-- Extracted information --
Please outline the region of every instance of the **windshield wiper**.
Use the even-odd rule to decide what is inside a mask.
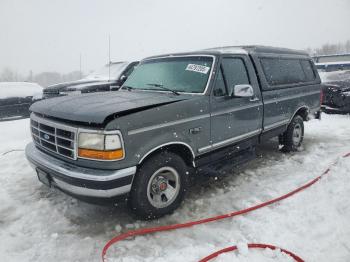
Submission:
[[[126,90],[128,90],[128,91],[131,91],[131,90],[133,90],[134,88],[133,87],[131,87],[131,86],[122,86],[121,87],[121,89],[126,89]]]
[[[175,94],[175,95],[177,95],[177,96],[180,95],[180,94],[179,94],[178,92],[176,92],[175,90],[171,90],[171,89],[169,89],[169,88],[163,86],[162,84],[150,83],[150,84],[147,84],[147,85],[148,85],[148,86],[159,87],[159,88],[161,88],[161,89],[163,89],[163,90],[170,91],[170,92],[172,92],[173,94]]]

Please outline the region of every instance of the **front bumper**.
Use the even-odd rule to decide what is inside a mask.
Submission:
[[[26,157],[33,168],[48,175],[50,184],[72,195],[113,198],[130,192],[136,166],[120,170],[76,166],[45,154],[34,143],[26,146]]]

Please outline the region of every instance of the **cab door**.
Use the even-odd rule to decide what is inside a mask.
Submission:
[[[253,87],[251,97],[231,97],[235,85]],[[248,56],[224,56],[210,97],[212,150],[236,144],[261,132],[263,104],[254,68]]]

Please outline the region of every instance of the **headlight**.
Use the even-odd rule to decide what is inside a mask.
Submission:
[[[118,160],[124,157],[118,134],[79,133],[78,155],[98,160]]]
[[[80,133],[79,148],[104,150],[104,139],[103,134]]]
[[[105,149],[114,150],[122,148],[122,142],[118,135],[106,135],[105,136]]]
--
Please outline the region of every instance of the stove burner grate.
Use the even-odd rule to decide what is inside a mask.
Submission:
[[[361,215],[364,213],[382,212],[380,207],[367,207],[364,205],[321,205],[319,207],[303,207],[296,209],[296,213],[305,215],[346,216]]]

-- Exercise --
Scan the data above for the string "Please". Copy every line in which it appears.

-- Response --
Please outline the region of every instance of the **windshield wiper**.
Please outline the region of every instance of the **front bumper**.
Please outline the region of every instance of the **cab door**.
Please outline the region of every instance of the **headlight**.
Please outline the region of every instance of the stove burner grate.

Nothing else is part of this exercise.